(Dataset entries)
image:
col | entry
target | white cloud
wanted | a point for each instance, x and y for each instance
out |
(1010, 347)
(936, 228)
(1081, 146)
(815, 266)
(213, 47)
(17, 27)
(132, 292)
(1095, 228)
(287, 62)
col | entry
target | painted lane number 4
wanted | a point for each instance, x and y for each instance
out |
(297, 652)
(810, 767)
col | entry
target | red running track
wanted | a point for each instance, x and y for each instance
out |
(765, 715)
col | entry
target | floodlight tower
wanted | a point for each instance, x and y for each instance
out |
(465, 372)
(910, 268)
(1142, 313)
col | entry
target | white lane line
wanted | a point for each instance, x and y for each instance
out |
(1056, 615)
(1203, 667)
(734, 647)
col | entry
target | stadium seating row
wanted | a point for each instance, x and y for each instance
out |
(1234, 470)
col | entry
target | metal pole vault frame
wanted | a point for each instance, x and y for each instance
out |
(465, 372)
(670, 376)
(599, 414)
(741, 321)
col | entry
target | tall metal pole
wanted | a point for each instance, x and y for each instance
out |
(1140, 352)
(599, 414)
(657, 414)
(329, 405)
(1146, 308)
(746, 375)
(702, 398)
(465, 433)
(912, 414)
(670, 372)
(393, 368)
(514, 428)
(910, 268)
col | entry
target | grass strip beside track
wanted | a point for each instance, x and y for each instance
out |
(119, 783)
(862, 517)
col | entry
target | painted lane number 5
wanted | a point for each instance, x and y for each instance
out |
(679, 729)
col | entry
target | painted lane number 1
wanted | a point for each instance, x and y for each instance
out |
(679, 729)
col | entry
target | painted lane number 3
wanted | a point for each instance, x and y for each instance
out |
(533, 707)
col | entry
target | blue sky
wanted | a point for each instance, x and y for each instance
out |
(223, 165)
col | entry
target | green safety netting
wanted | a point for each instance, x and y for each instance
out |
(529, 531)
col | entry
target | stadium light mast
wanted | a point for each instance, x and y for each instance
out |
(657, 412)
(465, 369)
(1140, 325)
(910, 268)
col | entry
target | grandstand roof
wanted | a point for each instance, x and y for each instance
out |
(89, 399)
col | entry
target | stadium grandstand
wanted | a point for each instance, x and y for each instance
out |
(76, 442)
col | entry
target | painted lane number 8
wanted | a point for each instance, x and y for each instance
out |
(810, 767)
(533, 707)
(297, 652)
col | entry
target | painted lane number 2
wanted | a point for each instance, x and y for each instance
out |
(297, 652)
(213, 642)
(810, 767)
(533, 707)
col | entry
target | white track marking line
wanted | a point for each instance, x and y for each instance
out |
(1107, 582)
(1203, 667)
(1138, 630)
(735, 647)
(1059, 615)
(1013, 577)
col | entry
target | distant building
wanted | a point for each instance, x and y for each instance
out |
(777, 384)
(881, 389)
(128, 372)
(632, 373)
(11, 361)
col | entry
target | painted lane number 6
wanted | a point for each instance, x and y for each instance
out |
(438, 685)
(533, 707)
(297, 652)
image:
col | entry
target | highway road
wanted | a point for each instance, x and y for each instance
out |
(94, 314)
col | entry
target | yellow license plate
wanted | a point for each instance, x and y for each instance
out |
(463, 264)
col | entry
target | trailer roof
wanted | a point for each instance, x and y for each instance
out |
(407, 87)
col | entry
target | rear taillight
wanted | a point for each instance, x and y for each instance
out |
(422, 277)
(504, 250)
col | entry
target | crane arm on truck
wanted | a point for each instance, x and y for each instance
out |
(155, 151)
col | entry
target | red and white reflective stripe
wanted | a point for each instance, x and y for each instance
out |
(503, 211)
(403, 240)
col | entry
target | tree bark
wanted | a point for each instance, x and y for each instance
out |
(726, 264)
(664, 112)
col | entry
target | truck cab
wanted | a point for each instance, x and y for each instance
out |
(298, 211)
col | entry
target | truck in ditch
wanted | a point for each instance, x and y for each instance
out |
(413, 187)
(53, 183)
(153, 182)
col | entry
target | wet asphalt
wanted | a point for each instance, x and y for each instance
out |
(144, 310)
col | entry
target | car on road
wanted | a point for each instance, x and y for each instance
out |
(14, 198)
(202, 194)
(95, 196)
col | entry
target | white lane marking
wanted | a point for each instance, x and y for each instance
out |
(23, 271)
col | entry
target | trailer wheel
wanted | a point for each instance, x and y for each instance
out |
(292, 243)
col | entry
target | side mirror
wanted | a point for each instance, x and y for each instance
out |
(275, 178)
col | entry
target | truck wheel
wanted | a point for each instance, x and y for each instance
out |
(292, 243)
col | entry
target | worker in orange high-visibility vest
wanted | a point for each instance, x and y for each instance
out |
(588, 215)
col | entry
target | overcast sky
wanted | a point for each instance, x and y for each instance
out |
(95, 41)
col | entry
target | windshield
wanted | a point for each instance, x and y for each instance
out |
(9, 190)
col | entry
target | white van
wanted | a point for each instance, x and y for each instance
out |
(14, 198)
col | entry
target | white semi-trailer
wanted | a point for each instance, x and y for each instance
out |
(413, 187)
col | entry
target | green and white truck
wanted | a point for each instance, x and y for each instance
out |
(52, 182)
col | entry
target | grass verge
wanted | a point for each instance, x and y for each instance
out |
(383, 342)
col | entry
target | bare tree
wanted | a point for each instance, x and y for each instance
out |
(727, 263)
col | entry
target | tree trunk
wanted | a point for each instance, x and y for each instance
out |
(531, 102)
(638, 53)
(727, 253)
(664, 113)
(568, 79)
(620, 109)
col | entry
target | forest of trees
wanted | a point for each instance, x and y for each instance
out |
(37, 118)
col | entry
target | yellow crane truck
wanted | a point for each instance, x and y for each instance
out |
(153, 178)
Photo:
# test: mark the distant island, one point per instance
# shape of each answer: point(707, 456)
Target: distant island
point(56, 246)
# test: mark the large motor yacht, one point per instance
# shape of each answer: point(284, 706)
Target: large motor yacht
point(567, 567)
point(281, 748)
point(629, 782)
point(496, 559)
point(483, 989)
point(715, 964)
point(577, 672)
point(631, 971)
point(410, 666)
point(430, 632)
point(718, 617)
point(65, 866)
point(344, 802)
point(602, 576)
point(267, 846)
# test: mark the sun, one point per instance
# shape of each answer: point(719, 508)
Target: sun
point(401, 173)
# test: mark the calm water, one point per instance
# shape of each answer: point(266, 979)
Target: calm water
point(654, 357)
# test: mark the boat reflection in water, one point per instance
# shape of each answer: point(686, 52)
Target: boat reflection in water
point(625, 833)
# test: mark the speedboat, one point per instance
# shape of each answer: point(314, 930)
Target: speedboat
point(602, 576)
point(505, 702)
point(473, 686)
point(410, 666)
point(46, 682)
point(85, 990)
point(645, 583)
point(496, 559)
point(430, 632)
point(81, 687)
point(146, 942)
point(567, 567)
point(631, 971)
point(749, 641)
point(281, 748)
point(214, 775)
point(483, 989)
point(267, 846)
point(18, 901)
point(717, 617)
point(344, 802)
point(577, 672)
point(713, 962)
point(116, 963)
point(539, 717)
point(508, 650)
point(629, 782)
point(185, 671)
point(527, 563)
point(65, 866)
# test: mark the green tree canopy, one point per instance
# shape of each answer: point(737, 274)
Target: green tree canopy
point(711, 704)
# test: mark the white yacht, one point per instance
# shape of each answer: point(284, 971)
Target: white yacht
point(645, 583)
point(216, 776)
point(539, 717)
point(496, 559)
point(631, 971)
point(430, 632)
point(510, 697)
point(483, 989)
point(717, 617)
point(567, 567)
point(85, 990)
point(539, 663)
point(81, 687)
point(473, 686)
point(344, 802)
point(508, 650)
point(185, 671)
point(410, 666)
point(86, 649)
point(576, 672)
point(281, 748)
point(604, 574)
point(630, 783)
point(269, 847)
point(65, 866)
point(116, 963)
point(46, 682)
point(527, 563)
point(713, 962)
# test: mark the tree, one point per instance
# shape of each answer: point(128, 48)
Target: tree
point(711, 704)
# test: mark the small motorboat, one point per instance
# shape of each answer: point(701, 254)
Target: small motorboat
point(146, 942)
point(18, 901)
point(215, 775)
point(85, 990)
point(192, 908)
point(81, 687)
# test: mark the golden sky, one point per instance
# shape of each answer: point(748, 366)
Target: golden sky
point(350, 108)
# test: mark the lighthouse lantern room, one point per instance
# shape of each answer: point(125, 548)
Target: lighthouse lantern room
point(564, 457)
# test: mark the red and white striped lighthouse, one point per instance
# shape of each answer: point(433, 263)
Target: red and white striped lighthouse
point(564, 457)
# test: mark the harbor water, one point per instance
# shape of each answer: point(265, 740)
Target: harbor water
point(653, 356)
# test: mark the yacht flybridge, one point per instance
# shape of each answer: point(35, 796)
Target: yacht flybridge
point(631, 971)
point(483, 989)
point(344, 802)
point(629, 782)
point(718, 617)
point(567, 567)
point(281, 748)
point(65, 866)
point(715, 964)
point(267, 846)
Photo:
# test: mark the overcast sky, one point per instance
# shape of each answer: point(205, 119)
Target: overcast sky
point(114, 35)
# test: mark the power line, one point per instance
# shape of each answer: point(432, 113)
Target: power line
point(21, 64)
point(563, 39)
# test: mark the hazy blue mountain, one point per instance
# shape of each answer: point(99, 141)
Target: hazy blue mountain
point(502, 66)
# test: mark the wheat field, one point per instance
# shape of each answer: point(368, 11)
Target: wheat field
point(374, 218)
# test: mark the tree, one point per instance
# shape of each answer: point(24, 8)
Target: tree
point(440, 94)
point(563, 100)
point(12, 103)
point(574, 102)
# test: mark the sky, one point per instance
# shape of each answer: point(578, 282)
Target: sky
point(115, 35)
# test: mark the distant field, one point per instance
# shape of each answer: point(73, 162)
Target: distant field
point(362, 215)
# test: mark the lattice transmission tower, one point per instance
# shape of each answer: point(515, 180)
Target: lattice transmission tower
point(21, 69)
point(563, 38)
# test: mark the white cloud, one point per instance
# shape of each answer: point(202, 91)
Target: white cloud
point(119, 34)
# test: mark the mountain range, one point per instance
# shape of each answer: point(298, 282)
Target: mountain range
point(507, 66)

» WHAT NEEDS TO BE DONE
All lines above from the one holding "# shape of each answer: point(748, 366)" to the one holding "# shape of each answer: point(35, 796)", inclusive, are to be copied exactly; no other line is wanted.

» WRITTEN RESPONSE
# shape of each answer: point(748, 366)
Target: golden sky
point(350, 108)
# test: mark the lighthouse lantern room, one point per instance
# shape of each answer: point(125, 548)
Target: lighthouse lantern room
point(564, 457)
# test: mark the red and white striped lighthouse, one point per instance
# shape of each answer: point(433, 263)
Target: red and white striped lighthouse
point(564, 457)
# test: mark the harbor water, one point per instance
# shape of each answer: point(265, 740)
Target: harbor water
point(653, 356)
# test: mark the yacht flybridge, one point per instance
# shape of each answer: point(35, 796)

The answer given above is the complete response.